Protocol of the Session on January 16, 2014

Wir haben verschiedene Motive, warum Menschen zu uns nach Berlin kommen. Wir haben insbesondere die Lage in Tschetschenien. Wir haben Bürgerkriege, insbesondere in Nordafrika, in arabischen Ländern. Wir haben ein wirtschaftliches Gefälle innerhalb Europas. Dabei

muss man immer wieder an die Grundlagen des Asylrechts erinnern, denn diese Diskussion geht immer ein bisschen davon weg und will das alles gar nicht zur Kenntnis nehmen, was eigentlich damals in dem Artikel des Grundgesetzes, der das regelt, vereinbart, und zwar der politisch Verfolgten das Recht auf Asyl einräumt. Ich bin stolz, dass es so ein Recht in unserem Land gibt. Dieses Asylrecht wurde auch entwickelt und geschaffen – übrigens ohne die Piraten und ohne die Grünen und ohne die Linken, die in den vergangenen Jahrzehnten vor allen Dingen damit beschäftigt waren, sich nicht um die Frage des Zuzugs zu kümmern, sondern um Auswanderung zu verhindern, durch den Bau einer Mauer – aber das nur am Rande.

[Unruhe]

Der tatsächliche Flüchtlingsstatus ist aber auch an Voraussetzungen gebunden. Da haben wir § 60 Ausländergesetz, der das regelt. Und da lesen wir, dass wirtschaftlich schwierige Lebensbedingungen oder Einschränkungen in der Entfaltung der Persönlichkeit nicht dazu gehören. Auch der Koalitionsvertrag im Bund regelt nichts anderes dazu, und es ist auch keine Ausweitung geplant. Das muss man dann auch immer wieder wiederholen, wenn man sich über die Grundsatzfrage unterhält und dann immer hört, das müsste man irgendwie anders regeln. Diese Gesetze gelten, Frau Bayram. Das ist so, und das haben Sie auch festgestellt.

*****

→ **Aufgaben**
a: Stimmen diese Aussagen mit dem Redeauszug zum Asylrecht überein? Beantworten Sie jede mit Ja oder Nein und belegen Sie sie mit den entscheidenden Worten des Auszugs als wörtlichem Zitat: (i) In der Rede wird Stolz darauf bekundet, dass es in Deutschland ein Recht auf Asyl gibt. (ii) Nach § 60 Ausländergesetz gehören wirtschaftlich schwierige Lebensbedingungen zu den Gründen für den Flüchtlingsstatus. (iii) Der Koalitionsvertrag im Bund plant eine Ausweitung dieser Regelung.
b: Führen Sie den Redeauszug zum Asylrecht ab seinem letzten Satz weiter.

→ **Angaben**
*****

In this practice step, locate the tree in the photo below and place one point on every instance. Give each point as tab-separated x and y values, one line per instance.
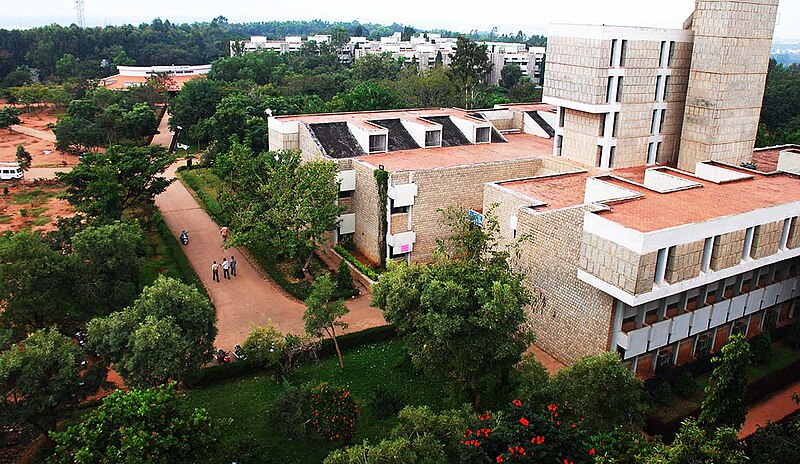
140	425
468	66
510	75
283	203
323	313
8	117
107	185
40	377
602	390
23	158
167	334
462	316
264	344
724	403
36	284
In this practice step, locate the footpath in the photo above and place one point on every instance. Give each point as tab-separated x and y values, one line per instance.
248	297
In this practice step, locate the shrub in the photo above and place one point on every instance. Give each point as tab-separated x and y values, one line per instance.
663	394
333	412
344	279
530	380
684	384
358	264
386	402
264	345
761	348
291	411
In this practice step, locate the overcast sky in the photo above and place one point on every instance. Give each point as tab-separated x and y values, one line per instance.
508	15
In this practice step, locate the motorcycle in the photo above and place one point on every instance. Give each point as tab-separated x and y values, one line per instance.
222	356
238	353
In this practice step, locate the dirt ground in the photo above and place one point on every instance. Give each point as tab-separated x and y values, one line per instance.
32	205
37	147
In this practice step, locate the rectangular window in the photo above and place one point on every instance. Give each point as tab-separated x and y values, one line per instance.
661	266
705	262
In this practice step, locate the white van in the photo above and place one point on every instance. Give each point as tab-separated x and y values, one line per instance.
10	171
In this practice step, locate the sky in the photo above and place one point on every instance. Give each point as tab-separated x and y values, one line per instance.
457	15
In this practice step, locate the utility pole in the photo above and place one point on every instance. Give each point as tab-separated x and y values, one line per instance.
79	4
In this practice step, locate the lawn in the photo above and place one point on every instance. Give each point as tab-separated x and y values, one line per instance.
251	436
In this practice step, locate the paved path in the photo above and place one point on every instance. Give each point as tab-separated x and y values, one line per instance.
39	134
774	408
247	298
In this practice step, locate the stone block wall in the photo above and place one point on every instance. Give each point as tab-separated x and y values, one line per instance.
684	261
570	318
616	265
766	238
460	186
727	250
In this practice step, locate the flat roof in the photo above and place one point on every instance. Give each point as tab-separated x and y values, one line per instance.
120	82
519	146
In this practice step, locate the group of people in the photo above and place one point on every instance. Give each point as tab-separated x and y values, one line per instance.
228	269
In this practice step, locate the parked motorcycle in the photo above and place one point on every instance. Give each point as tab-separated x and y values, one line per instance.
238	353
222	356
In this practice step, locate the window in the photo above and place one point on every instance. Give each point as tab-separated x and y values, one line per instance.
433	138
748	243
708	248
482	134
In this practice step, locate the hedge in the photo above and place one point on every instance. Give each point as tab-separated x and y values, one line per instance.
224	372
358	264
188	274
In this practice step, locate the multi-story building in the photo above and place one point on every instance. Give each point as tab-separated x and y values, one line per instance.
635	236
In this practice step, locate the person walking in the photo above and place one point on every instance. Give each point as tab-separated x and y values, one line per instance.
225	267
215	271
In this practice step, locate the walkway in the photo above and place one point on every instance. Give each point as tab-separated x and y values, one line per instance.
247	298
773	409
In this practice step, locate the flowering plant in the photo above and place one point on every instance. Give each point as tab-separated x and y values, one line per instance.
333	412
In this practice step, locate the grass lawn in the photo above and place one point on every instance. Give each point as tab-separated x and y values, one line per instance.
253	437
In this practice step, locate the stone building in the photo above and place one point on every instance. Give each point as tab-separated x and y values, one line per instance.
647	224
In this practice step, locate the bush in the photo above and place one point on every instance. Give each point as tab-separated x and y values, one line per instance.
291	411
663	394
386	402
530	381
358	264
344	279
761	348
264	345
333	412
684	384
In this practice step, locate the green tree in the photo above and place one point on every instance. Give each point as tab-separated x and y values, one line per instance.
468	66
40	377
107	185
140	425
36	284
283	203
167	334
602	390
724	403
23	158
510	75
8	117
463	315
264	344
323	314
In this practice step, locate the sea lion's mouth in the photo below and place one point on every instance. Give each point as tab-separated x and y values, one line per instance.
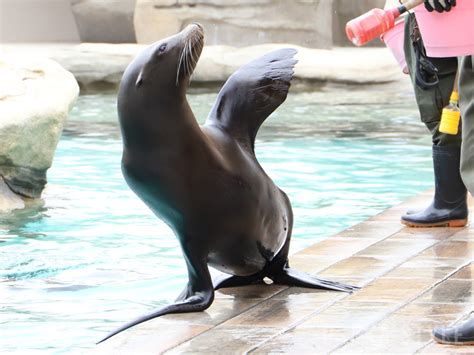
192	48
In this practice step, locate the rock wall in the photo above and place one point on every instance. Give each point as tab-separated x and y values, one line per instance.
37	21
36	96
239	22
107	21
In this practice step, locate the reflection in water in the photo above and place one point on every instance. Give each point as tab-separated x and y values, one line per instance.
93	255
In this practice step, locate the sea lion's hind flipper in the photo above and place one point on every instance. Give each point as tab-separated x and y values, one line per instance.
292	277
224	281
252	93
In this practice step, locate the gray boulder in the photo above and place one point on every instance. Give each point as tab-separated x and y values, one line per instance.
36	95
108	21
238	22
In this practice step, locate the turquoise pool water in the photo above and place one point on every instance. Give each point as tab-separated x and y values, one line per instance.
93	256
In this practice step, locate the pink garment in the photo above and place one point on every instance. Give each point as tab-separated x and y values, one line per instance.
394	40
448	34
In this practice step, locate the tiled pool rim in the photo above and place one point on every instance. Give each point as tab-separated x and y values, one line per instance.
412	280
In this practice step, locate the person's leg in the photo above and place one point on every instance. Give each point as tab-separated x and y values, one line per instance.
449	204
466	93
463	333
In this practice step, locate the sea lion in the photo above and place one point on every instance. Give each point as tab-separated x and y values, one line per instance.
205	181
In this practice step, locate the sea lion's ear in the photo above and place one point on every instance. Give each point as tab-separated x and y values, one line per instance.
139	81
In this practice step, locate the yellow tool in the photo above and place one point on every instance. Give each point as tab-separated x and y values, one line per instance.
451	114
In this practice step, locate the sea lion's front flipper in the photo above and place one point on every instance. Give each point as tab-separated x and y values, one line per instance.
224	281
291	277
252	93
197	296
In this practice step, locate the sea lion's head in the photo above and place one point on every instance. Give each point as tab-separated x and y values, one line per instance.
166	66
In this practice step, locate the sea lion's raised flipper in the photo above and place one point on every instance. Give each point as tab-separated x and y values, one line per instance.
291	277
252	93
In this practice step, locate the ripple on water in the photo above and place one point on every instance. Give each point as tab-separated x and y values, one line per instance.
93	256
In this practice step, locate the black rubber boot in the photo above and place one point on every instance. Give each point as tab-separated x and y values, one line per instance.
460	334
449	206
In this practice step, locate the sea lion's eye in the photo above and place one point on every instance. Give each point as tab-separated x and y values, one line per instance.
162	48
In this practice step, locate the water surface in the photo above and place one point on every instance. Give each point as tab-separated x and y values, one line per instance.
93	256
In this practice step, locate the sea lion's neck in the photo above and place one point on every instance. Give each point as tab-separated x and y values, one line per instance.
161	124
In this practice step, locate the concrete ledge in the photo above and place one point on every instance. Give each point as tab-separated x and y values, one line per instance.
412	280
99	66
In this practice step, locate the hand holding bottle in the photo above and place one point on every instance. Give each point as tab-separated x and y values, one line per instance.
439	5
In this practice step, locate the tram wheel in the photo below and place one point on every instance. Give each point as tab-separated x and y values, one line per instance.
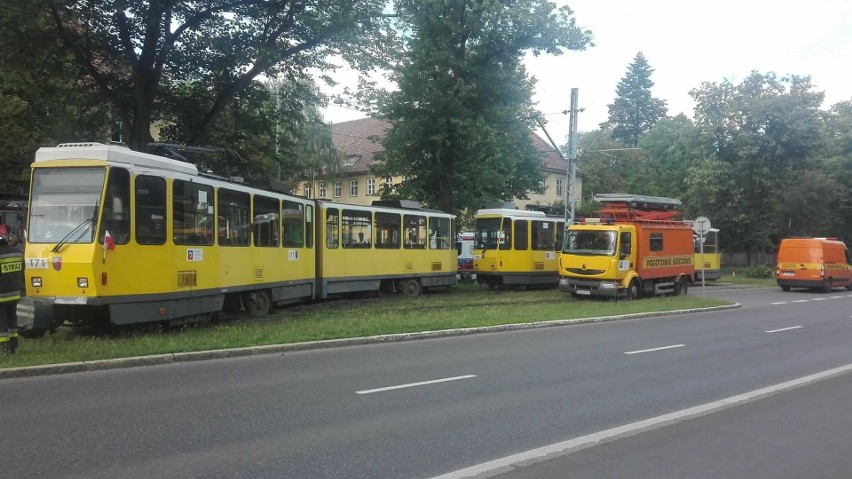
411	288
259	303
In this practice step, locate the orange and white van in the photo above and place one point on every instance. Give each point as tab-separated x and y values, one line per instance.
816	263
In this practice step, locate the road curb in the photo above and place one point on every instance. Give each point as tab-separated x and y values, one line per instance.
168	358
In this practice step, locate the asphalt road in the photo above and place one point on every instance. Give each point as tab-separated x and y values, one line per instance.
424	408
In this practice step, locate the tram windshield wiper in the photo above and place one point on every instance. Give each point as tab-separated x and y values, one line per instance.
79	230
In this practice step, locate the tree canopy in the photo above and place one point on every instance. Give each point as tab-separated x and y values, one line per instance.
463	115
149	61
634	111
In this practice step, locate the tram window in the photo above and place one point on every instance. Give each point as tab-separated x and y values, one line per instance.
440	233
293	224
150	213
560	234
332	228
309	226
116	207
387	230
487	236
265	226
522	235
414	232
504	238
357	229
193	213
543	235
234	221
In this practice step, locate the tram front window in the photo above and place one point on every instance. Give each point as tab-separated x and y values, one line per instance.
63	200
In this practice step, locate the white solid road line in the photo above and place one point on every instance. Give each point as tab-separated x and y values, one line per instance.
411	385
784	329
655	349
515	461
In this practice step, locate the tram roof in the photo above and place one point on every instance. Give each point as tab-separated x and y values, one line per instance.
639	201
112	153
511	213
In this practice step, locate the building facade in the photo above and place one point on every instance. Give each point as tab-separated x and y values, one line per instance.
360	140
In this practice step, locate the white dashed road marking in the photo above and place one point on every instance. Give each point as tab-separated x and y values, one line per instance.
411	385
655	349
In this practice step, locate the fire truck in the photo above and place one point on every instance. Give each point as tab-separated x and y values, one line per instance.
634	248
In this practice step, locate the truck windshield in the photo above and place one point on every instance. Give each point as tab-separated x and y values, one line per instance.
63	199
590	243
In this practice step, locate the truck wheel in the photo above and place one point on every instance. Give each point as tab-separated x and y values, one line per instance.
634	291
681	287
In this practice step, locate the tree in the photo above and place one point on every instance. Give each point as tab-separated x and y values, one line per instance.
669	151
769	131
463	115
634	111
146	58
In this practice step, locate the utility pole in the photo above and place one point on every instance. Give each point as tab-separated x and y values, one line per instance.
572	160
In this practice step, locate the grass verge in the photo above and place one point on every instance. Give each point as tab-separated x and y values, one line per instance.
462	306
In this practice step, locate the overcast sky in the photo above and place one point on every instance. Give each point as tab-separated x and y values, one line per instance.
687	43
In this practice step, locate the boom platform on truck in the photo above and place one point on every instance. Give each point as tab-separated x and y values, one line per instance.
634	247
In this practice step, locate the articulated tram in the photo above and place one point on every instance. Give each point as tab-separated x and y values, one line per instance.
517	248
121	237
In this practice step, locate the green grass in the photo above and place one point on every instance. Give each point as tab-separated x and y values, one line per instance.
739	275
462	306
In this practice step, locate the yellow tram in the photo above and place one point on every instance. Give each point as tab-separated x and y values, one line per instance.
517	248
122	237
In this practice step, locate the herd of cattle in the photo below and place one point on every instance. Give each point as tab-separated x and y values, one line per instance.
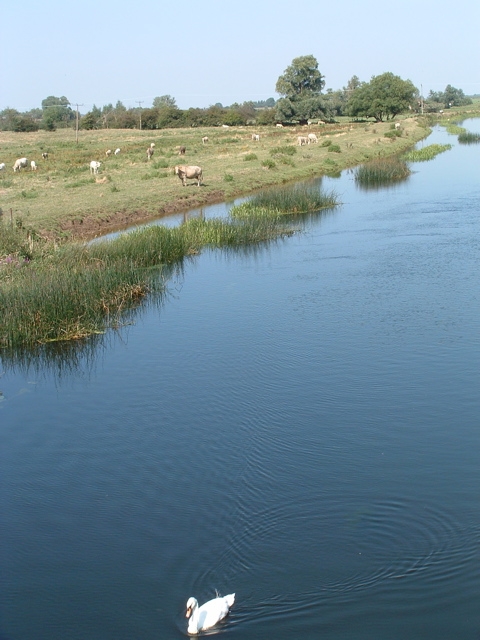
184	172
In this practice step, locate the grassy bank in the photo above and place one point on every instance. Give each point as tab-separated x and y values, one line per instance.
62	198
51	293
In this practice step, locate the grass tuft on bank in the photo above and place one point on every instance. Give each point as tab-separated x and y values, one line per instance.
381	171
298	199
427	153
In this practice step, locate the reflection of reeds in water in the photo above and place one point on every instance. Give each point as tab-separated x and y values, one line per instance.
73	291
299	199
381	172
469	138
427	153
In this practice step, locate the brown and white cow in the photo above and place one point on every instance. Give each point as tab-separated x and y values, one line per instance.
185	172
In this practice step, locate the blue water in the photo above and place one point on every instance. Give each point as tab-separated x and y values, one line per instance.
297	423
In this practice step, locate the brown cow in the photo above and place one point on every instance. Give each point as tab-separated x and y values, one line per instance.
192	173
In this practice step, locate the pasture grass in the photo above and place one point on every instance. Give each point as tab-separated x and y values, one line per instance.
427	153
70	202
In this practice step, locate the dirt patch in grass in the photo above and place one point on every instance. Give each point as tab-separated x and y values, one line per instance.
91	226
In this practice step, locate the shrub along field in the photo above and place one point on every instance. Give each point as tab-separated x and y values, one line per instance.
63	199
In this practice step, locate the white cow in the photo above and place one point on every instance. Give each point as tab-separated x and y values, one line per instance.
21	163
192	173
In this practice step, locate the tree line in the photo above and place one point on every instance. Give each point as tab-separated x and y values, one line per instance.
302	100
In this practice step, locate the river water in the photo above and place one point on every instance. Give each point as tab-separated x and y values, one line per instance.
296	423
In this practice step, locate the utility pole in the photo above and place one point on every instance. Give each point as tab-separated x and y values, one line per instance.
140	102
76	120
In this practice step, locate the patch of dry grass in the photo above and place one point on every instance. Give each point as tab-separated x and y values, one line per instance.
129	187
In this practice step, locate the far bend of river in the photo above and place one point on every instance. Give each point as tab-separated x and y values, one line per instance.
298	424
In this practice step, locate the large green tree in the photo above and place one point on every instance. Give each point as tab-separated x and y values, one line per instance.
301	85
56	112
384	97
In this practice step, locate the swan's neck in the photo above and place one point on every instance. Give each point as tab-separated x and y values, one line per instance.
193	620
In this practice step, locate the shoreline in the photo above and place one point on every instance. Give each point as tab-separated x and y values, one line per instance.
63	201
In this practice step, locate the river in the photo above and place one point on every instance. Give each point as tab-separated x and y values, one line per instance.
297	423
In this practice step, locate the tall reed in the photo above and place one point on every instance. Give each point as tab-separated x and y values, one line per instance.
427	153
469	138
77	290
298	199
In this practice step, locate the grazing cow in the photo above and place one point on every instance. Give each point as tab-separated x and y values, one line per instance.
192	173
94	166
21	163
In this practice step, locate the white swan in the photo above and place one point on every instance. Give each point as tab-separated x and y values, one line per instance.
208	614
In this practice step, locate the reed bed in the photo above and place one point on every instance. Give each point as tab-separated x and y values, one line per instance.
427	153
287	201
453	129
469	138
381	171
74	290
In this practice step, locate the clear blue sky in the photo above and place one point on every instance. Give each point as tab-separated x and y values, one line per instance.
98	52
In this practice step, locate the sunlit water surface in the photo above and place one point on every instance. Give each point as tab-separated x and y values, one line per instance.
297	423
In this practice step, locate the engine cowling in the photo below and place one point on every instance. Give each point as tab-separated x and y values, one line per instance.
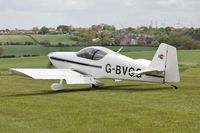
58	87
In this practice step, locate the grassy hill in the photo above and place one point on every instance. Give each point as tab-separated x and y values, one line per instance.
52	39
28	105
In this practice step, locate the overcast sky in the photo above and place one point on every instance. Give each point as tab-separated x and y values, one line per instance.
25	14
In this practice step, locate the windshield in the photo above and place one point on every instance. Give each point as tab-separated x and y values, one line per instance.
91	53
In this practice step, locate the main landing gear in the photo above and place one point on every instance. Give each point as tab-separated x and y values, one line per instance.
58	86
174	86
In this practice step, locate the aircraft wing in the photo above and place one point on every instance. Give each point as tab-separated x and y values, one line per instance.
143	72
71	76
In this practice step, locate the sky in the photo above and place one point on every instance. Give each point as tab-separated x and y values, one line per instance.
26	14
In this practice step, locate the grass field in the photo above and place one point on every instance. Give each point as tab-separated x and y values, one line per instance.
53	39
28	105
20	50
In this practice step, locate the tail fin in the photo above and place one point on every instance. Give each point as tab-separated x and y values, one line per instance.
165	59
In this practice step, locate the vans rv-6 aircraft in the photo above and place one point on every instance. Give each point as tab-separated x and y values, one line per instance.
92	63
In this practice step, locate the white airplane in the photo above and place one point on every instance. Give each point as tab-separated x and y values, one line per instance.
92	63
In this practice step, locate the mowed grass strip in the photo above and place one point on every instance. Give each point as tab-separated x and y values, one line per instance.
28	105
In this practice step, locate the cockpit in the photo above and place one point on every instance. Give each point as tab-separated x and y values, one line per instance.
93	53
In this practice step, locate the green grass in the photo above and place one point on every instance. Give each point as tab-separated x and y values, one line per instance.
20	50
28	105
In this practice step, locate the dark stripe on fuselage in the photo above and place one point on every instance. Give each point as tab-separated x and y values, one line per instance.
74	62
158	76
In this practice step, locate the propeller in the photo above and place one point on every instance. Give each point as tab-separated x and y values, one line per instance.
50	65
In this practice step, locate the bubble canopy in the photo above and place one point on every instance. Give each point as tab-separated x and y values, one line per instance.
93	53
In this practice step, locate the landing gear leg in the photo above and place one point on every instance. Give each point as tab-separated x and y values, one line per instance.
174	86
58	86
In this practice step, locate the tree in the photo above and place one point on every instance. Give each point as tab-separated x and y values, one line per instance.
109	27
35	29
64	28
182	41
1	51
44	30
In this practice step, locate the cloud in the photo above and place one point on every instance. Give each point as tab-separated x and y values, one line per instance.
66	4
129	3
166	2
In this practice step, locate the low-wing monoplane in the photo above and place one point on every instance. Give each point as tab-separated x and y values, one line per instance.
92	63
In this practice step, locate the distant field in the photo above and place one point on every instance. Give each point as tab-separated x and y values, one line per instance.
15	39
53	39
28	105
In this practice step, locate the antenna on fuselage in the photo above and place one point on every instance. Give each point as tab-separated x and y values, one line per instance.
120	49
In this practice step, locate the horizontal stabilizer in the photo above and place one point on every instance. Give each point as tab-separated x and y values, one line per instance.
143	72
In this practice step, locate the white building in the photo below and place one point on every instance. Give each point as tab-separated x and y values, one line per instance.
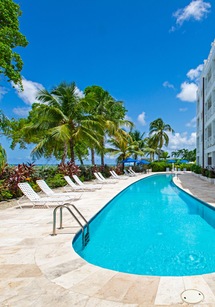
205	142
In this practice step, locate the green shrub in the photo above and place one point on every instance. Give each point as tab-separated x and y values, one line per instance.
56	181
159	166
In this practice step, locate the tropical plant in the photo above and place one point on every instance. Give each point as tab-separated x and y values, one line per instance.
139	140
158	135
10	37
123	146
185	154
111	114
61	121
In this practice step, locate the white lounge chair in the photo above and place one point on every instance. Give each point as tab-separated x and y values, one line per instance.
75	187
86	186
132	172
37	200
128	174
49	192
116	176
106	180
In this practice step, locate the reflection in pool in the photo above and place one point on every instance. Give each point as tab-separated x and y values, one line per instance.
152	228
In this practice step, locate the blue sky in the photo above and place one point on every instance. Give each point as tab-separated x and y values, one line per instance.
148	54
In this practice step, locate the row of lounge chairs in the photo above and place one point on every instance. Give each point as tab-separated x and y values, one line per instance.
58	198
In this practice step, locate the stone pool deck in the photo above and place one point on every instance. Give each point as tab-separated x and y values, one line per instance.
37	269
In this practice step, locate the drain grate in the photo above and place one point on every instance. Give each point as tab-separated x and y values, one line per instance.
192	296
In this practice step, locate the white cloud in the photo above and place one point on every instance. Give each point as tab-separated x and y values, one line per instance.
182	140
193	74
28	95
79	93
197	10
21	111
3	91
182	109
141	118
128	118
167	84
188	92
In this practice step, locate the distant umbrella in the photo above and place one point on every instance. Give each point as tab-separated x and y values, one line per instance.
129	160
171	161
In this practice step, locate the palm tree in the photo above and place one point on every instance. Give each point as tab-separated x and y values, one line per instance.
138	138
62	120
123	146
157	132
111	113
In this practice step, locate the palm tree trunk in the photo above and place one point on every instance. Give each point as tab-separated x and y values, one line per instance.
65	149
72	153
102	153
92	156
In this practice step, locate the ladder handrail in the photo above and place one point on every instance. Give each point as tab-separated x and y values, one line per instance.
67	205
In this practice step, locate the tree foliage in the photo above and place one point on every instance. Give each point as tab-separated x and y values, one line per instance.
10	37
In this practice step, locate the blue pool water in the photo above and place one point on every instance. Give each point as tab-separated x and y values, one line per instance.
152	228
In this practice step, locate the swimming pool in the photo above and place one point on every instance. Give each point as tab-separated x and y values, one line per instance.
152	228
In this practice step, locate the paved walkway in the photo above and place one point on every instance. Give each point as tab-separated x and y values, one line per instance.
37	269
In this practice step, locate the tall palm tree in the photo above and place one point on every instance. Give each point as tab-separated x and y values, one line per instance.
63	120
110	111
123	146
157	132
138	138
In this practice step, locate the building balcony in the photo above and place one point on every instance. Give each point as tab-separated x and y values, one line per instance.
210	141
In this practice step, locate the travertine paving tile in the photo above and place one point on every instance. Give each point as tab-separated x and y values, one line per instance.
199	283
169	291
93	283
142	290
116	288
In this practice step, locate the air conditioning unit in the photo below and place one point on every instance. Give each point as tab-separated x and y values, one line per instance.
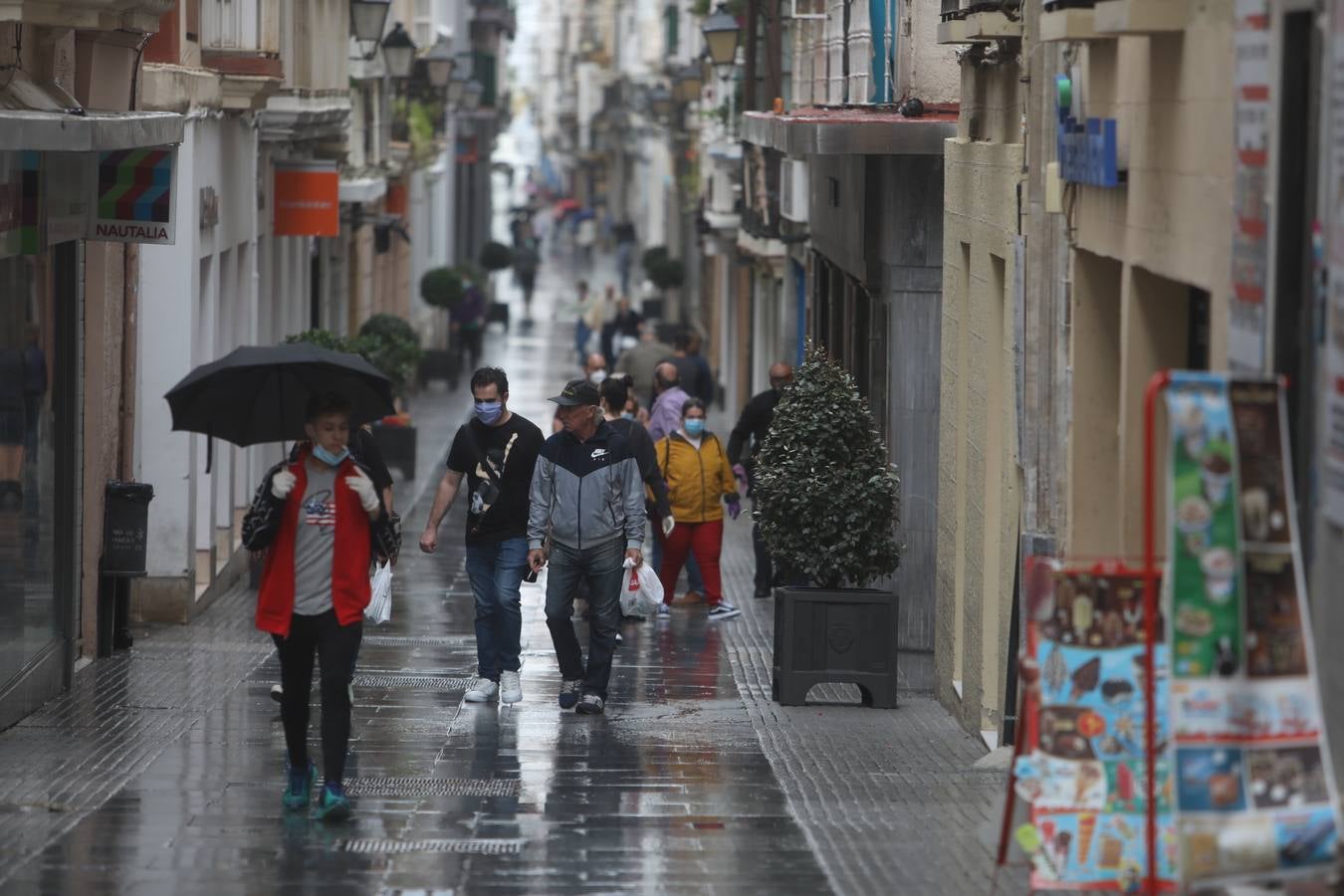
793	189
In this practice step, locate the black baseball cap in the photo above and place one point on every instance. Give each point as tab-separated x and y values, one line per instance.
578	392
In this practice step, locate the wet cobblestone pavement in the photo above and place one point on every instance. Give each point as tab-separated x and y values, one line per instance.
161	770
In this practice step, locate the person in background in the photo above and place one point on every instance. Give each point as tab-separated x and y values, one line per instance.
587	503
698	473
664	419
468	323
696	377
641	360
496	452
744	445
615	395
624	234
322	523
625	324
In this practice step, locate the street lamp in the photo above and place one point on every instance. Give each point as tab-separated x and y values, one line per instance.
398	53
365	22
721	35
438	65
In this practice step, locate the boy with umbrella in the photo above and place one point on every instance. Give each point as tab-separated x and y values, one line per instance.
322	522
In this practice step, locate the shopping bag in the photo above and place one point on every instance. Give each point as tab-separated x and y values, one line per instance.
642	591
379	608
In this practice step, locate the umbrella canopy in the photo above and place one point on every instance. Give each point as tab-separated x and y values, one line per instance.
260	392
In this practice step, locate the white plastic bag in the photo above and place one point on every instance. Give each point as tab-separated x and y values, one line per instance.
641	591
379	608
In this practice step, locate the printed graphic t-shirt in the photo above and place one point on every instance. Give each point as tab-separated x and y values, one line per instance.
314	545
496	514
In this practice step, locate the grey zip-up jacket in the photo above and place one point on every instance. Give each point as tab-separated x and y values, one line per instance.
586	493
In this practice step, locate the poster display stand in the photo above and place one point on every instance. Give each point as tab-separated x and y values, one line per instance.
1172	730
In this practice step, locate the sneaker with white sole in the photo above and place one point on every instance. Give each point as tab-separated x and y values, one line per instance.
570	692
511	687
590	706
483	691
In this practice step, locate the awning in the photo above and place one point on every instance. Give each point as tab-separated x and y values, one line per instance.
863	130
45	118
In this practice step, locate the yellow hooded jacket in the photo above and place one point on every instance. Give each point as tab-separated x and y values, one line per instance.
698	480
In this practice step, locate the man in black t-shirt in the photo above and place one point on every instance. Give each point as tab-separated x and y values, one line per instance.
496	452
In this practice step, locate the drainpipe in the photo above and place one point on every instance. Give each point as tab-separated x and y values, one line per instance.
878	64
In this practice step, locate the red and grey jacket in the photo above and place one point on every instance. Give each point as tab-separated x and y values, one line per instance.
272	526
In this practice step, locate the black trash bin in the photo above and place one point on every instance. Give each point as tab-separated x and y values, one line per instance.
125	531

*****

→ **Lösungen**
a:
(i) Ja: „Ich bin stolz, dass es so ein Recht in unserem Land gibt.“
(ii) Nein: „dass wirtschaftlich schwierige Lebensbedingungen oder Einschränkungen in der Entfaltung der Persönlichkeit nicht dazu gehören“
(iii) Nein: „und es ist auch keine Ausweitung geplant.“

b:
[Vereinzelter Beifall bei der CDU]

Wir stellen auch fest, dass die Gesamtschutzquote, also die Quote derjenigen, die tatsächlich der Gefahr einer Verfolgung unterliegen, in Deutschland unter 20 Prozent liegt, also im gesamten Schnitt der Bundesländer.

[Oliver Höfinghoff (PIRATEN): Wo haben Sie das jetzt wieder her?]

Das heißt, dass der überwiegende Teil derjenigen, die sich auf dieses Recht berufen, und nun auch mit vermutlich stark steigender Tendenz, darauf keinen Anspruch haben, und das gilt insbesondere für die stark zureisenden Gruppen aus Serbien und Mazedonien, wo die Anerkennungsquote praktisch bei null liegt. Auch der Koalitionsvertrag im Bund hat das geregelt und hat jetzt diese Länder als sichere Drittstaaten angesehen. Ich glaube, das ist eine ganz deutliche Aussage, die Bände spricht und auch die richtige Konsequenz ist.

[Oliver Höfinghoff (PIRATEN): Völlig ahnungslos!]

Mit anderen Worten hat praktisch niemand, der sich von diesen Personen auf das Asylrecht beruft, dafür eine Berechtigung. Deswegen steht dann in der Folge zwangsläufig und auch notwendigerweise die Abschiebung. Davor steht ein mitunter langes Verfahren, in dem den Antragstellern falsche Hoffnungen gemacht werden, das auch einen langen Behördenweg mit sich bringt, das auch hohe Kosten für die Gesellschaft verursacht. Die einzigen, die davon profitieren, sind Schlepperorganisationen oder Personen, die dann diese aussichtlosen Verfahren

(Canan Bayram)

noch begleiten. Diejenigen, die wirklich Anspruch auf Asyl haben, haben dann im Übrigen das Nachsehen, weil ihre Verfahren entsprechend länger dauern.

[Zuruf von Oliver Höfinghoff (PIRATEN)]

Ich wiederhole es: Das Asylrecht ist kein Instrument der Einwanderungspolitik, und das Asylrecht ist auch kein Instrument der Entwicklungspolitik. Deshalb muss es auch Ziel einer den bestehenden Gesetzen und dem Wohl der Bundesrepublik Deutschland verpflichteten Politik sein, den Flüchtlingszuzug nach Deutschland auf das humanitär berechtigte Maß zu beschränken.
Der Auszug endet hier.